* **TASK OBJECTIVE**:
Copy the mailing-list message again, starting at the words "From: Mauricio Tavares" and ending after "PM Elliott, Robert (Servers)", but swap every "Elliott, Robert (Servers)" for "Robert Elliott".

* **TEXT TO READ**:
= = = = = = =
Re: CPUs, threads, and speed

From: Mauricio Tavares <raubvogel@gmail.com>
To: "Elliott, Robert (Servers)" <elliott@hpe.com>
Cc: "fio@vger.kernel.org" <fio@vger.kernel.org>
Subject: Re: CPUs, threads, and speed
Date: Wed, 15 Jan 2020 17:39:12 -0500	[thread overview]
Message-ID: <CAHEKYV7CiYwpUJEjdyzczdbXC8rt+yiCXr6-BiLWy2EpuCaMEw@mail.gmail.com> (raw)
In-Reply-To: <DF4PR8401MB1241A17DB6202AC287E57DC8AB370@DF4PR8401MB1241.NAMPRD84.PROD.OUTLOOK.COM>

On Wed, Jan 15, 2020 at 4:33 PM Elliott, Robert (Servers)
<elliott@hpe.com> wrote:
>
>
>
> > -----Original Message-----
> > From: fio-owner@vger.kernel.org <fio-owner@vger.kernel.org> On Behalf Of
> > Mauricio Tavares
> > Sent: Wednesday, January 15, 2020 9:51 AM
> > Subject: CPUs, threads, and speed
> >
> ...
= = = = = = =
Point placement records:
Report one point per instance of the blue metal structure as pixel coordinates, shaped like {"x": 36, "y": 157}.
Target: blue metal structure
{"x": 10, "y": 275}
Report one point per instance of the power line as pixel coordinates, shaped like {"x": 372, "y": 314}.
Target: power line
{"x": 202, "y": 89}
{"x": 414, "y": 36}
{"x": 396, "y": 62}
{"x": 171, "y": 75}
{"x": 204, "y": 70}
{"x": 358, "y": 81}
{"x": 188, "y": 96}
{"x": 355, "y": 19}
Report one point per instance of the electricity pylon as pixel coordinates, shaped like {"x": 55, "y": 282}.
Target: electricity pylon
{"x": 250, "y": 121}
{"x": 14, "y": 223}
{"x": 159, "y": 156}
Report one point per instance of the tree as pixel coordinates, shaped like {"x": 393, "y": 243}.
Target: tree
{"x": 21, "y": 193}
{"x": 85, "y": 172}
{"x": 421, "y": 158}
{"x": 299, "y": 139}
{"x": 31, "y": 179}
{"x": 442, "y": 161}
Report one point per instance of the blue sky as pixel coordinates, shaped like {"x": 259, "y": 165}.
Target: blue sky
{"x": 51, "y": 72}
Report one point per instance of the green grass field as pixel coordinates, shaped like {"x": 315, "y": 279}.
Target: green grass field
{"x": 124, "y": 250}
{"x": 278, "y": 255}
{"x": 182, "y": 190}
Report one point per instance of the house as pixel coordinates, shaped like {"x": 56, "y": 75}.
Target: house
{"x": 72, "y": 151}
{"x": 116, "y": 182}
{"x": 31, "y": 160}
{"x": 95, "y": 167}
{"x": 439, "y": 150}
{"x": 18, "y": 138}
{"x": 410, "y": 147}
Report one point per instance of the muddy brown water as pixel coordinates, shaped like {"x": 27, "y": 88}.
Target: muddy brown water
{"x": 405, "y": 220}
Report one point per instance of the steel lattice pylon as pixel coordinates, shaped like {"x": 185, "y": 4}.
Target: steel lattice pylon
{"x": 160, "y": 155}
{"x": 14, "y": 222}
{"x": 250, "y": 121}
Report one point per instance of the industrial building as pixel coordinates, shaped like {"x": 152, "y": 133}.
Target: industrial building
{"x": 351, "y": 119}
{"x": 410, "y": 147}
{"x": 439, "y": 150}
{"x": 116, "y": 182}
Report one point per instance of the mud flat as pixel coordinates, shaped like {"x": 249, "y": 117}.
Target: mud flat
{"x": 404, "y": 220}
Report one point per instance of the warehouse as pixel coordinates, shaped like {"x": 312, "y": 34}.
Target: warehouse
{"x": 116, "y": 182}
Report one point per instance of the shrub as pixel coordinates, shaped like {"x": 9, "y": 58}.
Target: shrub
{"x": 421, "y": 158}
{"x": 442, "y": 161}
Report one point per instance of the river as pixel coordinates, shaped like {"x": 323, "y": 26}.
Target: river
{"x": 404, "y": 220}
= = = = = = =
* **EXERCISE ANSWER**:
From: Mauricio Tavares <raubvogel@gmail.com>
To: "Robert Elliott" <elliott@hpe.com>
Cc: "fio@vger.kernel.org" <fio@vger.kernel.org>
Subject: Re: CPUs, threads, and speed
Date: Wed, 15 Jan 2020 17:39:12 -0500	[thread overview]
Message-ID: <CAHEKYV7CiYwpUJEjdyzczdbXC8rt+yiCXr6-BiLWy2EpuCaMEw@mail.gmail.com> (raw)
In-Reply-To: <DF4PR8401MB1241A17DB6202AC287E57DC8AB370@DF4PR8401MB1241.NAMPRD84.PROD.OUTLOOK.COM>

On Wed, Jan 15, 2020 at 4:33 PM Robert Elliott